• _SET TASK_
Arrange the listing from the line containing "Where in this photo can the grey" through the end of the listing as a Markdown table with the columns No. and Entry, numbering each row and skipping any blank lines.

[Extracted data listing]
——————————
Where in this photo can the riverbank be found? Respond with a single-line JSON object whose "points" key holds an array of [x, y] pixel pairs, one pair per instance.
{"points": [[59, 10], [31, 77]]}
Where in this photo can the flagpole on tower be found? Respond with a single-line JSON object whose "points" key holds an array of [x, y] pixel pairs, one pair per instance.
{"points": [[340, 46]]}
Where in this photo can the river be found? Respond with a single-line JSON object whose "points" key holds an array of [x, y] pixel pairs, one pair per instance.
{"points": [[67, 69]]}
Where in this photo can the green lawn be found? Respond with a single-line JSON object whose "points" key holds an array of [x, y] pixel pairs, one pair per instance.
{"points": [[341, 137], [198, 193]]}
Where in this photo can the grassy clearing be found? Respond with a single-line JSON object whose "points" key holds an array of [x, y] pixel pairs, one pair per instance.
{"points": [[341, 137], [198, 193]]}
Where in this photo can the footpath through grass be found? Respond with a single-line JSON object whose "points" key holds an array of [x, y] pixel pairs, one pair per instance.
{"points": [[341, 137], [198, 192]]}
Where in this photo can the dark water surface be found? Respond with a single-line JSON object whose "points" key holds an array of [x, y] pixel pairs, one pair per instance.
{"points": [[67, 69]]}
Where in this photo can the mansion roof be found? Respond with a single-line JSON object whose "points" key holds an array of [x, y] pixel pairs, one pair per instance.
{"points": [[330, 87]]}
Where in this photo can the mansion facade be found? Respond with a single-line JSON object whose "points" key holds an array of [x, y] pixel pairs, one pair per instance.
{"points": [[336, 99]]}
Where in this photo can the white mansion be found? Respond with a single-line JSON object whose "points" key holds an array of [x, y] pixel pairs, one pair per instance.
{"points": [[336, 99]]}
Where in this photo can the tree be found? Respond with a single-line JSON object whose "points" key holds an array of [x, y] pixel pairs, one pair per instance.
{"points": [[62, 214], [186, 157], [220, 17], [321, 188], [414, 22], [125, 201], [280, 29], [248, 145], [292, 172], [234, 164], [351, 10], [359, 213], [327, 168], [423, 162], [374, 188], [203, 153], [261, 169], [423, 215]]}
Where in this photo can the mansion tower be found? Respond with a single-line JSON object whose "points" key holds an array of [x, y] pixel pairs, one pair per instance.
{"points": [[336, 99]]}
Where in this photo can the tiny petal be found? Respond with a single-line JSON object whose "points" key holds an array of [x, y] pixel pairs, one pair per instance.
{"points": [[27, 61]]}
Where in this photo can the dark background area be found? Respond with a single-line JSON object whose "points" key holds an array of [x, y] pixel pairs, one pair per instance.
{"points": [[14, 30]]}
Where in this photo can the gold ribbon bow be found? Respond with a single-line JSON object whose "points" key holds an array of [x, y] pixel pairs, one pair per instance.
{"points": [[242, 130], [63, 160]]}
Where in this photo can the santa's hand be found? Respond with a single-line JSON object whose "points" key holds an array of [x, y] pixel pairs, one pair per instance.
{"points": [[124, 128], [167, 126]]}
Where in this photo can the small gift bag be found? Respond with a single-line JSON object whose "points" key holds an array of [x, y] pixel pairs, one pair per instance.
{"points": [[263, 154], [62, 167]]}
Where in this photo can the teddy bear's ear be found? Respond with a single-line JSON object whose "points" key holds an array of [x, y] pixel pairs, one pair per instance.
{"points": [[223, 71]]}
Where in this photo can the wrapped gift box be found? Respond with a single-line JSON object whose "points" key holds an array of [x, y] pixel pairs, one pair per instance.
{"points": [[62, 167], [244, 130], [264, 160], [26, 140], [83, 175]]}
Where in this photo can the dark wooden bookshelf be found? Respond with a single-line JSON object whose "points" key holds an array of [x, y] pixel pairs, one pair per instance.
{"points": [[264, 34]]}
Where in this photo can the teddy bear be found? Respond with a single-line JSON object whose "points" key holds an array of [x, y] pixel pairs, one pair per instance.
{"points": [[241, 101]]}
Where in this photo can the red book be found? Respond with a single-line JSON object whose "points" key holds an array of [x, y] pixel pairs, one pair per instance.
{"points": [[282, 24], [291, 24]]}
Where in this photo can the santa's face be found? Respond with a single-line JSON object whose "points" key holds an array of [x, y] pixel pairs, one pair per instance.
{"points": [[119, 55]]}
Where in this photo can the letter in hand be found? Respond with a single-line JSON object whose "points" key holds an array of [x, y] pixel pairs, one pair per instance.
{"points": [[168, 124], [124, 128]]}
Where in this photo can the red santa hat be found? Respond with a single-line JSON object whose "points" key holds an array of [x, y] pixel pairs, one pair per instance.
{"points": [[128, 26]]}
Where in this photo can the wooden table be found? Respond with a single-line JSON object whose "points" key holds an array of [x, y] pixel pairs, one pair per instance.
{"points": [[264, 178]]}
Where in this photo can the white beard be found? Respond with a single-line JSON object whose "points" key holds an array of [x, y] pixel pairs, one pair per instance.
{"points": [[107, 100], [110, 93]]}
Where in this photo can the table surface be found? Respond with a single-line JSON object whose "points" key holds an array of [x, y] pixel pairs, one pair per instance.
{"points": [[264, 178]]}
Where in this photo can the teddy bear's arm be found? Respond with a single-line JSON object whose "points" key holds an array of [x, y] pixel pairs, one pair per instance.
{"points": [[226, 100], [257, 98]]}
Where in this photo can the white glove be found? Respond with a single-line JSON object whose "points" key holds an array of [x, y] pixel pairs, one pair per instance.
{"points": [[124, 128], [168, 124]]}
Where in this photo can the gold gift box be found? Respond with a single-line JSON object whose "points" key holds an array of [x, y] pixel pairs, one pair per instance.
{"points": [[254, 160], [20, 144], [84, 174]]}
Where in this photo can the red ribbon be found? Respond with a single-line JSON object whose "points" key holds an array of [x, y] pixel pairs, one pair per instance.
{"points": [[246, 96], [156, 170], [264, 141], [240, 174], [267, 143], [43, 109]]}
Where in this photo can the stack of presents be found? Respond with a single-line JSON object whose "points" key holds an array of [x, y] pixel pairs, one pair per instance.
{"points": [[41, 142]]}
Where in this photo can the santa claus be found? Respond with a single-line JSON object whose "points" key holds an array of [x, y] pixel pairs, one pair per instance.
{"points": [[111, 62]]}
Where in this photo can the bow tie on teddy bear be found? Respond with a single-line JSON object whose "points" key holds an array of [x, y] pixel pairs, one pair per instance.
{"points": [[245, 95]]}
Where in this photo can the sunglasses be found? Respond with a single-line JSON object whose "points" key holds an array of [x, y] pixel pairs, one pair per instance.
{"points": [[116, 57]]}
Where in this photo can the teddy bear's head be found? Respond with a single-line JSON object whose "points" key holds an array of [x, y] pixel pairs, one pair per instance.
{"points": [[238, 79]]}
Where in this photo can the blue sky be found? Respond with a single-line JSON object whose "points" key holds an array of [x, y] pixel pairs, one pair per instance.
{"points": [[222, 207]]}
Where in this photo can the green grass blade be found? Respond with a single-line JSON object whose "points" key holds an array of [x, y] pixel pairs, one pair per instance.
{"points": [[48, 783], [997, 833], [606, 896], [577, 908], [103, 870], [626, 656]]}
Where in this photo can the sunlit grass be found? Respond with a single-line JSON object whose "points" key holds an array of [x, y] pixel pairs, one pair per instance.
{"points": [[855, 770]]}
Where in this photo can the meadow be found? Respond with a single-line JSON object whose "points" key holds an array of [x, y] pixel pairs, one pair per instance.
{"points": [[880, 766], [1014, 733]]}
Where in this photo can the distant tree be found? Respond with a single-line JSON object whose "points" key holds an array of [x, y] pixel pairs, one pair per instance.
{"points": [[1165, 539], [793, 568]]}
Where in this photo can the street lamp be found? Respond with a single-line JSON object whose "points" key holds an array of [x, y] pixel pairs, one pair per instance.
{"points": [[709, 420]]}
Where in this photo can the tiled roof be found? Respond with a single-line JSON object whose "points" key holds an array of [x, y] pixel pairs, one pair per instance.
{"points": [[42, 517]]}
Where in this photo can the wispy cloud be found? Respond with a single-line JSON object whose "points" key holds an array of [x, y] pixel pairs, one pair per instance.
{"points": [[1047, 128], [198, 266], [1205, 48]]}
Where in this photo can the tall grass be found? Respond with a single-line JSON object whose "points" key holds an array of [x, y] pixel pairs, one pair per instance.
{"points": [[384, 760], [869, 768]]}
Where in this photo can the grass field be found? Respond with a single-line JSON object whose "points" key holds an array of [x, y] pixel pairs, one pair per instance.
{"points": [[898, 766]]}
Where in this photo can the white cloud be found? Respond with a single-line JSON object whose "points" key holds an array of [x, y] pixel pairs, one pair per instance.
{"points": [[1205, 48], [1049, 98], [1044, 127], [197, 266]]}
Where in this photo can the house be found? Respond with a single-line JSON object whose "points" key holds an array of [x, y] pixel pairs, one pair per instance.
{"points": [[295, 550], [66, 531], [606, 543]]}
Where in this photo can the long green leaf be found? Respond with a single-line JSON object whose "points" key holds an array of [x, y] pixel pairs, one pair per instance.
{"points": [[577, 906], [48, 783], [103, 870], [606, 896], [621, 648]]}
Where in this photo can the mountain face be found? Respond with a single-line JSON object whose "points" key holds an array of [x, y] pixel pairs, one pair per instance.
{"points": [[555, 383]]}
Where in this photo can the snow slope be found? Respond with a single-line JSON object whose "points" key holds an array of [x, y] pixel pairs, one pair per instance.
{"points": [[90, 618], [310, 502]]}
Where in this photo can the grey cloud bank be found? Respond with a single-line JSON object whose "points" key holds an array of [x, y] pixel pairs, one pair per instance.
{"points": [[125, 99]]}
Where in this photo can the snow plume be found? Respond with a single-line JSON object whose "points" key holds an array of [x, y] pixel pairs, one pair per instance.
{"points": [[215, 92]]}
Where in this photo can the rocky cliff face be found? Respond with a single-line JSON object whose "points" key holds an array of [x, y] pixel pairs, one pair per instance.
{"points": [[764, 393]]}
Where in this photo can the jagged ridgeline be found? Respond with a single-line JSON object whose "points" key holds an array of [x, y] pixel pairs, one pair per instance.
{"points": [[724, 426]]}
——————————
• _RESPONSE TO THE TASK_
| No. | Entry |
|---|---|
| 1 | Where in this photo can the grey cloud bank be found? Respond with a single-line JSON object whose "points" key holds an array of [x, y] pixel pairs, one pair per instance. |
| 2 | {"points": [[125, 99]]} |
| 3 | Where in this photo can the snow plume be found? Respond with a single-line JSON object whose "points" key holds an array of [x, y] pixel pairs, one pair per instance. |
| 4 | {"points": [[215, 92]]} |
| 5 | Where in this photo can the rocky cliff face be found? Respond with a single-line JSON object whose "points" key holds an array of [x, y] pixel pairs, one pair per instance. |
| 6 | {"points": [[764, 393]]} |
| 7 | Where in this photo can the jagged ridgeline be found? Respond with a single-line JSON object whose "points" key holds an array of [x, y] pixel pairs, one pair per instance. |
| 8 | {"points": [[724, 426]]} |